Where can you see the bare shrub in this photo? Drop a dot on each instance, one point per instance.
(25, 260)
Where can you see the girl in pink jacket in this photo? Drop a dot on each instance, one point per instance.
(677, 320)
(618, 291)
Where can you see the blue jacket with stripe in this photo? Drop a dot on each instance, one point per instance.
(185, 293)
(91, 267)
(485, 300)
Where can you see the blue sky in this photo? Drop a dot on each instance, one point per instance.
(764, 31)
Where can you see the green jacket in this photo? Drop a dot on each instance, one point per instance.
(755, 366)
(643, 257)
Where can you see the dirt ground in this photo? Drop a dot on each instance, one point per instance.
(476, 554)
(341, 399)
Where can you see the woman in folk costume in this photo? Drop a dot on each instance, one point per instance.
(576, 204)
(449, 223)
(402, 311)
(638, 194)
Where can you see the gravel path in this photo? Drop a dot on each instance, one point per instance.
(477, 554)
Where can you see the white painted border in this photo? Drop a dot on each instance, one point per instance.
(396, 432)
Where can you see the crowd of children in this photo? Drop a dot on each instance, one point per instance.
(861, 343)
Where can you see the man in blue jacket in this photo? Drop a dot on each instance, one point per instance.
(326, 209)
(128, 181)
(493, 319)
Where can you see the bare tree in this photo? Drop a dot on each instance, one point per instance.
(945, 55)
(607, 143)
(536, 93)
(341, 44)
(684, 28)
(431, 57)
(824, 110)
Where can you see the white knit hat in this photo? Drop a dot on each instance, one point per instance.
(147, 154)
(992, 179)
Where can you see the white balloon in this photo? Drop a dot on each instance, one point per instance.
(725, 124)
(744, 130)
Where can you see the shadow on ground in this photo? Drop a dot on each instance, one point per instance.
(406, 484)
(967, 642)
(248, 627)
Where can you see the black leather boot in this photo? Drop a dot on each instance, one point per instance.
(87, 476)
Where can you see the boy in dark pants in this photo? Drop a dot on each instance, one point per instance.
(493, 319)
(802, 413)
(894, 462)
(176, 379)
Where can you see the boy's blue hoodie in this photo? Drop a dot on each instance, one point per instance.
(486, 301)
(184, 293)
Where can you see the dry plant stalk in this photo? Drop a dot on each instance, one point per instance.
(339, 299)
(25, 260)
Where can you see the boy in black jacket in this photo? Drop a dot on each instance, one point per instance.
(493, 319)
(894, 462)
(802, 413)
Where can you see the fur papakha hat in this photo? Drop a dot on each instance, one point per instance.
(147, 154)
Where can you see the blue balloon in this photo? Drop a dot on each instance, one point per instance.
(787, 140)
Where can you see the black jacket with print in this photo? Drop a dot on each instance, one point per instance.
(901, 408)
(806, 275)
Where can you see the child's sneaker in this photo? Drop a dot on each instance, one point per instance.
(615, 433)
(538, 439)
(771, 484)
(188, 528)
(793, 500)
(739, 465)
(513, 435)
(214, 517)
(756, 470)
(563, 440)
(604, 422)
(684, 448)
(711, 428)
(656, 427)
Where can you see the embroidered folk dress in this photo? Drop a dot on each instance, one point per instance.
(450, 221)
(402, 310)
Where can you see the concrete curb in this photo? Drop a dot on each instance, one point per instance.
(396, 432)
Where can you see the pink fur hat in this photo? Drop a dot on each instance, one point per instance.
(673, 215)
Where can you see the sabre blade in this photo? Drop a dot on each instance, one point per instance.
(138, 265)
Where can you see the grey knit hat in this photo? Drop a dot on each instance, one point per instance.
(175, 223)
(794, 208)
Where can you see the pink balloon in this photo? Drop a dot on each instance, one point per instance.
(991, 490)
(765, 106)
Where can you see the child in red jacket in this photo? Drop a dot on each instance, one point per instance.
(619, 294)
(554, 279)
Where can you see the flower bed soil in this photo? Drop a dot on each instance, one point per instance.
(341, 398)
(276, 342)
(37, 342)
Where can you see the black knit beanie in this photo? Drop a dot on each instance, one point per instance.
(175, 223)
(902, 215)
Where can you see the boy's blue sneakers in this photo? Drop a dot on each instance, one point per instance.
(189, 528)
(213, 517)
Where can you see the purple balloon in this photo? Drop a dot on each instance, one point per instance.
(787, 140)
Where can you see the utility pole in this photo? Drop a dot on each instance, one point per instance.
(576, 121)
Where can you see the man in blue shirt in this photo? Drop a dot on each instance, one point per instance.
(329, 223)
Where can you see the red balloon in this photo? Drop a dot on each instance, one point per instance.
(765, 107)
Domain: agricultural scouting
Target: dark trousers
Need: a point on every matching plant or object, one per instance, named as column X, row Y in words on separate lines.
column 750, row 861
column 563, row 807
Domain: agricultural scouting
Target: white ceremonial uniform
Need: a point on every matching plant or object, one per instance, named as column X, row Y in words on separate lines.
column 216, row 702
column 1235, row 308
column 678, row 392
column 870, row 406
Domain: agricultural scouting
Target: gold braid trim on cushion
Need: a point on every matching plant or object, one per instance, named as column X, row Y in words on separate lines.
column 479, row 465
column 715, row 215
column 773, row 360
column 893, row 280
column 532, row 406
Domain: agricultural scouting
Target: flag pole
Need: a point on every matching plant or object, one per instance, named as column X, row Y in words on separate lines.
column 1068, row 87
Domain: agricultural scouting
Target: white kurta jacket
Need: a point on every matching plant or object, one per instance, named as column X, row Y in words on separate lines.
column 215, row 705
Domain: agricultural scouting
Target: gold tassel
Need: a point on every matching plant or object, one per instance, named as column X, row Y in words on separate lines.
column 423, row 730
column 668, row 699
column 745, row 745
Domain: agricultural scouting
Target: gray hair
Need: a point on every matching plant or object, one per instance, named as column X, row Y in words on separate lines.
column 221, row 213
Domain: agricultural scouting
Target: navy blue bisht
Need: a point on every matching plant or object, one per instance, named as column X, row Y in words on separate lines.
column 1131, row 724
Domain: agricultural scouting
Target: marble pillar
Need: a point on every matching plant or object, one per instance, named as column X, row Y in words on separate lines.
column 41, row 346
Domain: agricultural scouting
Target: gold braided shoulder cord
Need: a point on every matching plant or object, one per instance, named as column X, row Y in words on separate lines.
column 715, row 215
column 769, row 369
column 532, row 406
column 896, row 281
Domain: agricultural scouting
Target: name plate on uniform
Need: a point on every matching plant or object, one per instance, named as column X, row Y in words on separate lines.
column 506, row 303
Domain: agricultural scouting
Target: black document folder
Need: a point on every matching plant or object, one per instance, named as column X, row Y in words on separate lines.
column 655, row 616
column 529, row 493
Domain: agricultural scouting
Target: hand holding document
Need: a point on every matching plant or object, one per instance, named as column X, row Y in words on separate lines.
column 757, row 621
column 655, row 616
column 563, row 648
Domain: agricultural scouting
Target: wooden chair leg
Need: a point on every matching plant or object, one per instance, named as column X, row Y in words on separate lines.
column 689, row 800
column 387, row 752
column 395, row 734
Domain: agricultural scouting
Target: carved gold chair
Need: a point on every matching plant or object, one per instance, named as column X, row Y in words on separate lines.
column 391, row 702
○ ○ ○
● Prompt:
Only the lines that contain the word "chair" should be copied from the material.

● Answer for this exercise:
Target: wooden chair leg
Target: carved gold chair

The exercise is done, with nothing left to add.